## Text

Retail’s two big challenges
Olivier sees the two biggest challenges to the retail industry as being the 2009 downturn of the global economy and the rise of the connected consumer.
The downturn forced manufacturers and retailers to examine their supply chains, product design and manufacturing to squeeze out inefficiencies, along with understanding consumer sentiment better.
Designing for inner beauty
“They found they could work differently with suppliers and ask certain questions: How do I design for cost? How do I work on designing for what we call ‘inner beauty’ and maybe change the inner design to take out costs without hurting sales performance or visual performance?
“The brands that survived are those who learnt to do both things very well – work better with consumers and work better with their supplier base.”
Who has the power?
“Consumers, on the other hand, found they had power coming out of the down global economy,” says Olivier. “When consumers buy on price, brand loyalty gets strained.”
The connected consumer also adds further risks for retailers as customers are now better informed than ever before.

## Dataset excerpt
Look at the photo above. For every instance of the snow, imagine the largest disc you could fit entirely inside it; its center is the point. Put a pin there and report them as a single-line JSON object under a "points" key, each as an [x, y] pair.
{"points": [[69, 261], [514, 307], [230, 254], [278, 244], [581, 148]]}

## Challenges
1. Copy the passage on retail's challenges word for word, starting at "Designing for inner" and ending at "than ever before.".
2. In the passage on retail's challenges, what does Olivier name as the two biggest challenges to the retail industry?
3. How might the passage on retail's challenges go on? Write its next few sentences.

## Answers to the problems
1.
Designing for inner beauty
“They found they could work differently with suppliers and ask certain questions: How do I design for cost? How do I work on designing for what we call ‘inner beauty’ and maybe change the inner design to take out costs without hurting sales performance or visual performance?
“The brands that survived are those who learnt to do both things very well – work better with consumers and work better with their supplier base.”
Who has the power?
“Consumers, on the other hand, found they had power coming out of the down global economy,” says Olivier. “When consumers buy on price, brand loyalty gets strained.”
The connected consumer also adds further risks for retailers as customers are now better informed than ever before.

2. The 2009 downturn of the global economy and the rise of the connected consumer.

3.
“If retailers aren’t careful, the consumer will know more about the product than the poor staff on the floor does, and the consumer will also know which stores have which products in their inventory better than the poor staff on the floor does.”
Bringing together the digital continuum
One of Olivier’s areas of expertise is in product lifecycle management (PLM) – planning the design, manufacturing, marketing and retirement of various products.
A notable feature of the modern consumer goods industry is the compressed lifecycle of products: “It used to be that a lifecycle was 18 months,” says Olivier, “the goal was to get it below 12 months, and for many brands it’s now 12 weeks.”
A scenario Olivier gives is the design process where a rapid virtual prototype can be shared across manufacturers, store managers and focus group.
“I can create models in 3D and look at different options,” says Olivier. “How’s the sole of this shoe going to perform with this upper? Is it comfortable if I make changes? I might send a sample to a 3D printer before I make the mould.”
“I can share it with my visual display teams and my store managers before I commit to production. I can get feedback from my stores and I can share it with my consumer focus groups.
“Now I have the power to do that weeks or months in advance before having to put the knife to the goods. That’s a completely different way of connecting the way companies think about product, bringing it to life and bringing it to market.
“Those are the kinds of things we’re enabling when I talk about bringing together the different points of the digital continuum.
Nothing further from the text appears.